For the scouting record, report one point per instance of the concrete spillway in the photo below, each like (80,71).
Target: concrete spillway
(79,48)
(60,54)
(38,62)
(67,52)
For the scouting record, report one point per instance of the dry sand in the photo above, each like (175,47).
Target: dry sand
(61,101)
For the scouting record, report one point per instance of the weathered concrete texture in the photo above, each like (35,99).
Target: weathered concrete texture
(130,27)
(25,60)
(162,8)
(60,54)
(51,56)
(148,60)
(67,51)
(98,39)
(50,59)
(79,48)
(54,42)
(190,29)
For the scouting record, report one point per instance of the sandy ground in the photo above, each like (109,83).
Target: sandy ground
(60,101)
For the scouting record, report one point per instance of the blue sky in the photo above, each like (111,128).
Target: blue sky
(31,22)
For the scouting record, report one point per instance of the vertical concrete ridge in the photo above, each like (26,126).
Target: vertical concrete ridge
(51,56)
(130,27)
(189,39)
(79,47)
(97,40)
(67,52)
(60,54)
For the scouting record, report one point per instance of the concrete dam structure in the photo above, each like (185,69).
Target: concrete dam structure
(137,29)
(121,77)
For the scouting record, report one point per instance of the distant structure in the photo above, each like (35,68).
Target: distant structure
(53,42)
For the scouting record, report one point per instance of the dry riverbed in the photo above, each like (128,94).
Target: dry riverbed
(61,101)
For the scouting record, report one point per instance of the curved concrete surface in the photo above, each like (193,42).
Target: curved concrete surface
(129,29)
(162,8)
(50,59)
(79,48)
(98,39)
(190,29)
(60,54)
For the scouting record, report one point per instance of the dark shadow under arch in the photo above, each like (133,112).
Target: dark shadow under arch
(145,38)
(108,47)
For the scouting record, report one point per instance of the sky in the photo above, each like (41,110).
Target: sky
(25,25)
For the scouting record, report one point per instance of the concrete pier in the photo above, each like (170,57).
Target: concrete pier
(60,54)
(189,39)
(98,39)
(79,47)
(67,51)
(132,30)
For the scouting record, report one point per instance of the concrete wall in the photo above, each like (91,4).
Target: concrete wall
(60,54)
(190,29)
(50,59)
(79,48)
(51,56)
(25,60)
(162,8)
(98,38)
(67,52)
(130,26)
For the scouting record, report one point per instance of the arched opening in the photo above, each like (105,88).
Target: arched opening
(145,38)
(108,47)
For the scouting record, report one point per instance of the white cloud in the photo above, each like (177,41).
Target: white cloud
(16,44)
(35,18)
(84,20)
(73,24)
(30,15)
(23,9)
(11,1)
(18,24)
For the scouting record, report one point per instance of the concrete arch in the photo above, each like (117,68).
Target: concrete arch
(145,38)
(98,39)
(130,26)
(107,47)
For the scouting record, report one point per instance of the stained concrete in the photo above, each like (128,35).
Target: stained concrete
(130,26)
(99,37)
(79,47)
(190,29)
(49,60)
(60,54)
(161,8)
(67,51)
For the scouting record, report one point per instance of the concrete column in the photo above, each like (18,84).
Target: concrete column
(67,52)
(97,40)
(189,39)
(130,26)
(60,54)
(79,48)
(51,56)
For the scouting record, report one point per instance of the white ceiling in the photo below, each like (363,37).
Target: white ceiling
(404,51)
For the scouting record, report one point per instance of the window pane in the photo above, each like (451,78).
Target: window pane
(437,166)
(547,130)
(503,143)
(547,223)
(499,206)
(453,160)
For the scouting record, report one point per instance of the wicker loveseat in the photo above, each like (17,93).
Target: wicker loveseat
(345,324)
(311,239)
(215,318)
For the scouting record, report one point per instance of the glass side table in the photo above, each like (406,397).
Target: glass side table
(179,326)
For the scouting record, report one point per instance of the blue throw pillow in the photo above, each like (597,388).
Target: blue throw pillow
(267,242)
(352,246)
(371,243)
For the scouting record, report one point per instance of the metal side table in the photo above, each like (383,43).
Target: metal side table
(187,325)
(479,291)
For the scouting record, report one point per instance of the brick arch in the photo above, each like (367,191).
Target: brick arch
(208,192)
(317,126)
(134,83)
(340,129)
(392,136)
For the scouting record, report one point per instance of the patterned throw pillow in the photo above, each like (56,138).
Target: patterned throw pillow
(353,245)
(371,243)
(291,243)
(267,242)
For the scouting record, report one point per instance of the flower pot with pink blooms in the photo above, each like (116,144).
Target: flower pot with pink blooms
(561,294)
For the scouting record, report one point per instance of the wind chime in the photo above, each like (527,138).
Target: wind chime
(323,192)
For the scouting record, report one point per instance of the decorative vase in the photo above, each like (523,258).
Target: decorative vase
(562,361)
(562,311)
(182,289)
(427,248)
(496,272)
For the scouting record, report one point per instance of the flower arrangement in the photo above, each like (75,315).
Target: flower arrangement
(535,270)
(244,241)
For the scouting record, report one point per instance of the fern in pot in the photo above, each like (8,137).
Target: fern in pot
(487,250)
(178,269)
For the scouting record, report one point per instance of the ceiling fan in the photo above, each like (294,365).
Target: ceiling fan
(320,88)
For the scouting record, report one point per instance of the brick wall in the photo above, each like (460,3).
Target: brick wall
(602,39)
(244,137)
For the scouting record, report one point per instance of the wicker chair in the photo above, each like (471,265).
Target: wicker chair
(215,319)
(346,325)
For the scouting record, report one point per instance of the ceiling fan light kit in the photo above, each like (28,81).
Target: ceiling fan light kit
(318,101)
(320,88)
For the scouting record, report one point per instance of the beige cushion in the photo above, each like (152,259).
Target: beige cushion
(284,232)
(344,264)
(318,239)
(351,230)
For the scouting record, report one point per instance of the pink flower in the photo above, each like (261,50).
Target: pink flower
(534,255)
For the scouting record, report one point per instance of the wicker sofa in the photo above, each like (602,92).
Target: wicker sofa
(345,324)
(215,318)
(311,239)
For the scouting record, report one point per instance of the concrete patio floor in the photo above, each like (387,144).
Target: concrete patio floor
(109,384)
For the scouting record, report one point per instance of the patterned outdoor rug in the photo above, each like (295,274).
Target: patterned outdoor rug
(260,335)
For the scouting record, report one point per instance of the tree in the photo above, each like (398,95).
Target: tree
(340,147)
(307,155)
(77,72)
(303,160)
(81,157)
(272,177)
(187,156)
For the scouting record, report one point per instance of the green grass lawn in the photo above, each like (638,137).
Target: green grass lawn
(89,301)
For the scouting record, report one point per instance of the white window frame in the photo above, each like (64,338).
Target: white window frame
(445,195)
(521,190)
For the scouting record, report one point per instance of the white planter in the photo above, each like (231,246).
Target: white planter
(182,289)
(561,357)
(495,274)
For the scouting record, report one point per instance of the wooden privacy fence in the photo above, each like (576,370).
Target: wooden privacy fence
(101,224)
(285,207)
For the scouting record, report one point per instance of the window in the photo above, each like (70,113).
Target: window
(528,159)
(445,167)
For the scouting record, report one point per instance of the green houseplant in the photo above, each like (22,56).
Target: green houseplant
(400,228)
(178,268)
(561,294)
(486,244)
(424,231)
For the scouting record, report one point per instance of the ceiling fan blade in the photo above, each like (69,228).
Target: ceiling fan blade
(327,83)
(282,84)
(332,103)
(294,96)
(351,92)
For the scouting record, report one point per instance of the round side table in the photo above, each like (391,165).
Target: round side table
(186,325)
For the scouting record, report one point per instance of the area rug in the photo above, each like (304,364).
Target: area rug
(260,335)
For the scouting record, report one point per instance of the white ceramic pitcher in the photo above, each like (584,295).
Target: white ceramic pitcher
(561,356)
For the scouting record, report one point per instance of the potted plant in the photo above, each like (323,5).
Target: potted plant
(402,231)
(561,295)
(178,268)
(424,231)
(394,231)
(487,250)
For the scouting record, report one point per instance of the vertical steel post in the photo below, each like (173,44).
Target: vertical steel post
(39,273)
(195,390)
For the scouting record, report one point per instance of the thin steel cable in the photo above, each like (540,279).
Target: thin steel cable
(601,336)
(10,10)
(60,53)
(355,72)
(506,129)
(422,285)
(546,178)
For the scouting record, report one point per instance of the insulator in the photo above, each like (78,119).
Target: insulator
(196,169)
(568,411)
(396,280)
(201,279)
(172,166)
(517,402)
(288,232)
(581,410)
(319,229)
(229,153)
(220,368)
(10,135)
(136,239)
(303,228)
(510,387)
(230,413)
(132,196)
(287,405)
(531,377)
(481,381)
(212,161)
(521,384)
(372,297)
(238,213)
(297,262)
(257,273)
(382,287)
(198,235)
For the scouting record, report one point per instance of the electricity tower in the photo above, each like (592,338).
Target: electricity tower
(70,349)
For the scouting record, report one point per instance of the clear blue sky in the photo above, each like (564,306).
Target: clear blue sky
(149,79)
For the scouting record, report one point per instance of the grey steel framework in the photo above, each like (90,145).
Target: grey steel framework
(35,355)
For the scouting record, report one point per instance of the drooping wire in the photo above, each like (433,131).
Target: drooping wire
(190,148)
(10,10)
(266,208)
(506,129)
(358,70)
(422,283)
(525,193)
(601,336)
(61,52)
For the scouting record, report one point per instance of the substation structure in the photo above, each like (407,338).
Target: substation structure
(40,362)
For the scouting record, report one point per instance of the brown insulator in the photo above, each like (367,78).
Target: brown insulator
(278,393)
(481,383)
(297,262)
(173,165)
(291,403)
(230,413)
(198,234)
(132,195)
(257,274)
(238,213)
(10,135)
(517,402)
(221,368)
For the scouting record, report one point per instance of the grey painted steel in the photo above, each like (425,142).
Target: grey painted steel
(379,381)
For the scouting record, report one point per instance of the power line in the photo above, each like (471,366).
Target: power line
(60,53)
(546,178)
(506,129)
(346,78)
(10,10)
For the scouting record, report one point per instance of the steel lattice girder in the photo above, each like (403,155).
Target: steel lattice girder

══════

→ What is required
Using the material above, extract the line that contains "each like (592,338)." and every line after it, exactly as given; stop at the last line.

→ Solution to the exercise
For the scouting record, report one point per instance of the electricity tower in the photo above, each like (592,338).
Target: electricity tower
(70,349)
For the scouting record, report one point per instance of the clear blue sky in the photo above, each like (564,306).
Target: clear blue sky
(149,79)
For the scouting record, report one point per instance of the grey steel framework in the photo above, each like (90,145).
Target: grey steel framework
(35,355)
For the scouting record, report one point per instance of the drooping wire in the photo above, each like (433,131).
Target: drooping wire
(190,148)
(10,10)
(266,208)
(506,129)
(358,70)
(422,283)
(525,193)
(601,336)
(61,52)
For the scouting record, report one point per instance of the substation structure in the photo above, each like (407,338).
Target: substation structure
(40,362)
For the scouting record, report one point per instance of the brown insulator in the photo above, each like (367,78).
Target: brown insulator
(278,393)
(481,383)
(297,262)
(173,165)
(291,403)
(230,413)
(198,234)
(132,195)
(257,274)
(238,213)
(10,135)
(517,402)
(221,368)
For the scouting record, report one point per instance of the grey painted steel in the photo above, each like (425,142).
Target: grey painted steel
(379,381)
For the scouting record, report one point per instance of the power line in the photo above, each like (471,366).
Target: power line
(60,53)
(546,178)
(506,129)
(346,78)
(10,10)
For the scouting record, report one point per instance of the steel lattice girder in the photo above, each like (403,155).
Target: steel lattice girder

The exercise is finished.